Reproduce the records from the line containing "Could you please identify the woman's" through the end of the records, inclusive, swapping every "photo" for "image" and leaving all else unchanged.
--- START DATA LISTING ---
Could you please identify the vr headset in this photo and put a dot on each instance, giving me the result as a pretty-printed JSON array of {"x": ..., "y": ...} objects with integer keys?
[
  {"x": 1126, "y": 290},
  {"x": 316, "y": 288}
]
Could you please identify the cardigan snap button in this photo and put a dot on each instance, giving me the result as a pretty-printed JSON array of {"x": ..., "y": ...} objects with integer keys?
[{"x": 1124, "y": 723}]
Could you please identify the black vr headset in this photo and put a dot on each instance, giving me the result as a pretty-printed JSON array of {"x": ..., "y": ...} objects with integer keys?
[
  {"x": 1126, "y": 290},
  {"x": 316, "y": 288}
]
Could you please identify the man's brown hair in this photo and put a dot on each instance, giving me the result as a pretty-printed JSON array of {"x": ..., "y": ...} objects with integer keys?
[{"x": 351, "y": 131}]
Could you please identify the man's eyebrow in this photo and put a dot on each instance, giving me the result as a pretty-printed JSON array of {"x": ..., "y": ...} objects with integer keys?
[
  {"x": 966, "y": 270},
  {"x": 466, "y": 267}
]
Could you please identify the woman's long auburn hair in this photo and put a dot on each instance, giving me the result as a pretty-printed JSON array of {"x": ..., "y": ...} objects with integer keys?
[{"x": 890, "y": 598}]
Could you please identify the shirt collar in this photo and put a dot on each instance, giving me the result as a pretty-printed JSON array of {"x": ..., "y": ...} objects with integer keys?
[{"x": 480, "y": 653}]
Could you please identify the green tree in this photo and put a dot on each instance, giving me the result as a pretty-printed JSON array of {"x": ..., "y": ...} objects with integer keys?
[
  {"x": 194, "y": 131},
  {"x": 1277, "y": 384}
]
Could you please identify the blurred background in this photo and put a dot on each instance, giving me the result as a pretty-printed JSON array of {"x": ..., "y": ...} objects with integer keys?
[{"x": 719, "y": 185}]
--- END DATA LISTING ---
_THE REPLY_.
Could you please identify the woman's long auburn hair in this image and put a dot on each instance, giving me the result as a pretty-printed JSON array of {"x": ..., "y": ...} objects with integer keys?
[{"x": 890, "y": 598}]
Could you please identify the shirt collar in this image and put a dot on each instance, giving me the result as a pretty-printed JSON array of {"x": ..., "y": ...} objects with integer keys?
[{"x": 480, "y": 653}]
Could you please identify the green tree in this image and put a dot on each instance, giving me the result as a pretty-printed JSON array of {"x": ..., "y": ...} objects with integer keys?
[
  {"x": 194, "y": 131},
  {"x": 1277, "y": 384}
]
Could you please identify the blurred background in this image and put a dot on each instance, giving me the result as a pretty-printed JSON array of {"x": ..., "y": ...} objects with integer keys?
[{"x": 719, "y": 185}]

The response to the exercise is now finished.